> [Exercise details]: Rewrite the rows below as a JSON list of strings, one string per line, leaving out blank lines and the picture.

[START Extracted records]

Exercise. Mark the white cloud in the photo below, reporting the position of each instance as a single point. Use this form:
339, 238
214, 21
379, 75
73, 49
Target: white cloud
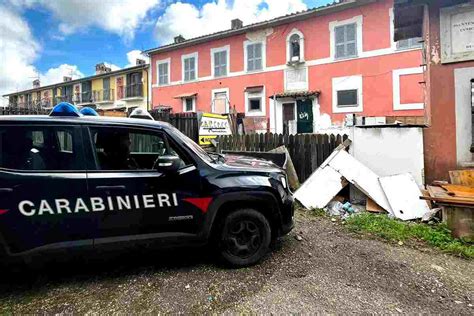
121, 17
191, 21
18, 51
55, 75
133, 55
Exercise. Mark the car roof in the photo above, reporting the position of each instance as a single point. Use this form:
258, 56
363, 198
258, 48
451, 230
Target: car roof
95, 120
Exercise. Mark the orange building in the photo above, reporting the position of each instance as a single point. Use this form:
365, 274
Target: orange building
296, 73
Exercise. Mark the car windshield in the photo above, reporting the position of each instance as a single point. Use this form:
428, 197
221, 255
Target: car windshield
192, 144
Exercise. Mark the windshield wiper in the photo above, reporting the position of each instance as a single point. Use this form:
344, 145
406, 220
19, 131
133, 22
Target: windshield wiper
220, 157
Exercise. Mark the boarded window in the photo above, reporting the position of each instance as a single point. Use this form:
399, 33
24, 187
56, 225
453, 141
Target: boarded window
189, 68
163, 76
254, 57
346, 40
346, 98
220, 63
415, 42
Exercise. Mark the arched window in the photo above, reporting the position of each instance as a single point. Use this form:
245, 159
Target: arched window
295, 47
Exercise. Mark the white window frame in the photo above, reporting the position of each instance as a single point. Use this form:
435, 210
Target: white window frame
288, 48
225, 48
347, 83
214, 91
196, 66
194, 104
396, 74
158, 63
264, 53
393, 44
332, 36
263, 103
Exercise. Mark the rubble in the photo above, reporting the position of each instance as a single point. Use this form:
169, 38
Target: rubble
397, 194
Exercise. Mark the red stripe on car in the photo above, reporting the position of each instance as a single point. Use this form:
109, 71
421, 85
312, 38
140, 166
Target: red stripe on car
201, 203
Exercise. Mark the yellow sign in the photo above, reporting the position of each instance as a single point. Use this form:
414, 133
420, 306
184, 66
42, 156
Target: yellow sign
206, 140
211, 126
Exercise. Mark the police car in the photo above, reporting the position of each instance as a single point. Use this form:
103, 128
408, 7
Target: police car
69, 180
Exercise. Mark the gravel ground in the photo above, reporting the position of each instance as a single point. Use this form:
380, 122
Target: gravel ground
328, 271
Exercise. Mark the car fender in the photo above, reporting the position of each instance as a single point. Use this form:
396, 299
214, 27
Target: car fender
247, 197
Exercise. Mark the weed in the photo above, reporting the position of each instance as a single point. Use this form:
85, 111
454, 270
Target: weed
437, 235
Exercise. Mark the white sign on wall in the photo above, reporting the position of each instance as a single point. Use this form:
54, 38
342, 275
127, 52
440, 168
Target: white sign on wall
211, 126
457, 33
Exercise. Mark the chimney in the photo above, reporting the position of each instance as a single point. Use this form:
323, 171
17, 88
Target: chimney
236, 24
178, 39
102, 68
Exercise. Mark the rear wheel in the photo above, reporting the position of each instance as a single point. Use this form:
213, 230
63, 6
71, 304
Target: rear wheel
245, 237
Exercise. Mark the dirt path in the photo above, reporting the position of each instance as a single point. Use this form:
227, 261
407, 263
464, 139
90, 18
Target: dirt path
328, 271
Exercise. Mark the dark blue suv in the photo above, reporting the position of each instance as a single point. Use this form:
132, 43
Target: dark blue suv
96, 182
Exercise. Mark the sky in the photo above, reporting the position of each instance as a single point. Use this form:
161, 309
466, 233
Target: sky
49, 39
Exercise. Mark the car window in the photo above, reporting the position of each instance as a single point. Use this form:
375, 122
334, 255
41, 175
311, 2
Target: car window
130, 149
39, 148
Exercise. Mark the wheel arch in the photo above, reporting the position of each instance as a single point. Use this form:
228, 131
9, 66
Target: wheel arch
263, 202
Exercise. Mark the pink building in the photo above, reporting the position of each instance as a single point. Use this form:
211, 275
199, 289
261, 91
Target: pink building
299, 72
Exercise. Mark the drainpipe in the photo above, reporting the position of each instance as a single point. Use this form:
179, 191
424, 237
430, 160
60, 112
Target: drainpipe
147, 91
274, 111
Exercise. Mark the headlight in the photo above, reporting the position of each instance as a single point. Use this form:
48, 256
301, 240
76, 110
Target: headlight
283, 182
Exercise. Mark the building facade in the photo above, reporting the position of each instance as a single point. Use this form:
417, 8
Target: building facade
106, 90
447, 27
296, 73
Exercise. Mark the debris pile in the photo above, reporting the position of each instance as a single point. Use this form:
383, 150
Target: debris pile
398, 195
456, 201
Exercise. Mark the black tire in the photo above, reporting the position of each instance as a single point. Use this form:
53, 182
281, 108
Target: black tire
245, 238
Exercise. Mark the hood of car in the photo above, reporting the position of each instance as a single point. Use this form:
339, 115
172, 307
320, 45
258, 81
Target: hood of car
254, 164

[END Extracted records]

> [Exercise result]:
[
  "Exercise. Mark the white cloud in the photo below, reporting the position of each instance as a single point. Use this form:",
  "339, 238",
  "214, 21",
  "379, 75",
  "73, 49",
  "Target: white cloud",
  "121, 17",
  "191, 21",
  "18, 51",
  "55, 75",
  "133, 55",
  "Exercise. Mark the car roof in the photo above, reporting the position of each instance as a single point. Use this form:",
  "258, 56",
  "363, 198",
  "258, 48",
  "451, 230",
  "Target: car roof",
  "95, 120",
  "Exercise. Mark the orange building in the photo above, reporting the position of each instance as a single point. Use this form:",
  "365, 274",
  "Target: orange building",
  "296, 73",
  "Exercise. Mark the car windshield in the photo above, reporting the position of each instance as a single point. Use this form:",
  "428, 197",
  "221, 255",
  "Target: car windshield",
  "192, 144",
  "Exercise. Mark the windshield wiper in the photo above, reporting the position of each instance as a single point. Use this form:",
  "344, 145",
  "406, 220",
  "19, 131",
  "133, 22",
  "Target: windshield wiper",
  "220, 157",
  "Exercise. Mark the boarded window in the photo above, reporting the position of each instance as a single point. Use this form:",
  "399, 33",
  "24, 187",
  "56, 225",
  "453, 141",
  "Target: boarded window",
  "189, 68",
  "163, 76",
  "254, 57",
  "346, 40",
  "346, 98",
  "220, 63",
  "415, 42",
  "Exercise. Mark the arched window in the photo above, reporting the position of each instance as a single point. Use this form:",
  "245, 159",
  "Target: arched window",
  "295, 47",
  "Exercise. Mark the white window frame in the photo above, reporting the position of each instance as a single point. Use this form:",
  "435, 210",
  "Target: white window frame",
  "288, 48",
  "225, 48",
  "347, 83",
  "214, 91",
  "196, 66",
  "194, 104",
  "396, 74",
  "158, 63",
  "264, 53",
  "393, 44",
  "332, 36",
  "263, 103",
  "Exercise. Mark the rubble in the photo above, reporting the position of each instance as a single point. Use this form:",
  "169, 38",
  "Target: rubble",
  "397, 194",
  "Exercise. Mark the red stripe on car in the photo above, reporting the position of each instance as a single point. Use this form:",
  "109, 71",
  "421, 85",
  "312, 38",
  "140, 166",
  "Target: red stripe on car",
  "201, 203",
  "Exercise. Mark the yellow sign in the photo above, reporting the position of each instance as a single point. Use this form:",
  "414, 133",
  "420, 306",
  "184, 66",
  "42, 156",
  "Target: yellow sign",
  "206, 140",
  "211, 126",
  "Exercise. Mark the police car in the photo above, reporting the position of each instance as a single point. Use this form:",
  "103, 128",
  "408, 7",
  "Target: police car",
  "69, 180",
  "Exercise. Mark the gravel ground in the photo above, reporting the position of each instance as a single point. Use this form:",
  "380, 122",
  "Target: gravel ground",
  "328, 271",
  "Exercise. Mark the car fender in the photo above, reporting the position of each instance as a single point. Use this form:",
  "396, 299",
  "214, 27",
  "Target: car fender",
  "247, 197",
  "Exercise. Mark the weed in the photo above, reporting the position of each instance as a single point. Use this form:",
  "85, 111",
  "454, 270",
  "Target: weed",
  "437, 235",
  "Exercise. Mark the white sign on wall in the photo above, reporting the position of each instance as a single point. Use this form:",
  "54, 38",
  "342, 275",
  "127, 52",
  "440, 168",
  "Target: white sign on wall",
  "211, 126",
  "457, 33",
  "Exercise. Mark the chimney in the photo above, reporting the position of each instance as a single point. Use this form:",
  "323, 171",
  "17, 88",
  "Target: chimney",
  "236, 24",
  "178, 39",
  "102, 68",
  "Exercise. Mark the rear wheel in the photo above, reporting the position of each instance as a single point. Use this form:",
  "213, 230",
  "63, 6",
  "71, 304",
  "Target: rear wheel",
  "245, 237",
  "Exercise. Mark the dirt path in the photo above, reporting the position of each instance as a single point. Use this form:",
  "227, 261",
  "407, 263",
  "464, 139",
  "90, 18",
  "Target: dirt path",
  "328, 271",
  "Exercise. Mark the dark blue suv in the photo above, reporting the position of each instance as a single point. Use this form:",
  "132, 43",
  "Target: dark blue suv",
  "96, 182",
  "Exercise. Mark the sky in the photo above, reporting the position of each instance as a single point. Use this form:",
  "161, 309",
  "466, 233",
  "Target: sky",
  "49, 39",
  "Exercise. Mark the car window in the photo above, reporting the position of each instance as a single point. Use this form:",
  "375, 122",
  "334, 255",
  "41, 175",
  "311, 2",
  "Target: car window",
  "130, 149",
  "39, 148",
  "Exercise. Mark the wheel arch in the photo above, reporting the position of each instance as a single point. Use this form:",
  "228, 131",
  "9, 66",
  "Target: wheel arch",
  "263, 202",
  "Exercise. Mark the pink building in the photo above, reporting the position of each instance as a single point. Use this form:",
  "211, 275",
  "199, 289",
  "261, 91",
  "Target: pink building",
  "299, 72",
  "Exercise. Mark the drainpipe in the photo above, reporting the position of each instance as a single point. Use this form:",
  "179, 191",
  "424, 237",
  "430, 160",
  "60, 112",
  "Target: drainpipe",
  "147, 91",
  "274, 111",
  "Exercise. Mark the headlight in the photo above, reporting the position of each instance as a single point. Use this form:",
  "48, 256",
  "301, 240",
  "76, 110",
  "Target: headlight",
  "283, 182",
  "Exercise. Mark the building facade in the photo above, reporting the position of each instance as a single point. Use this form:",
  "417, 8",
  "Target: building facade",
  "106, 90",
  "447, 27",
  "296, 73",
  "Exercise. Mark the debris pile in the photo above, reporting the position of each instance as a single point. Use this form:",
  "383, 150",
  "Target: debris pile",
  "398, 195",
  "456, 201",
  "Exercise. Mark the black tire in the photo above, reporting the position of each instance as a single point. Use this form:",
  "53, 182",
  "281, 108",
  "Target: black tire",
  "245, 238",
  "Exercise. Mark the hood of car in the photo above, reporting the position of each instance as a single point. Use this form:",
  "339, 115",
  "172, 307",
  "320, 45",
  "258, 81",
  "Target: hood of car",
  "254, 164"
]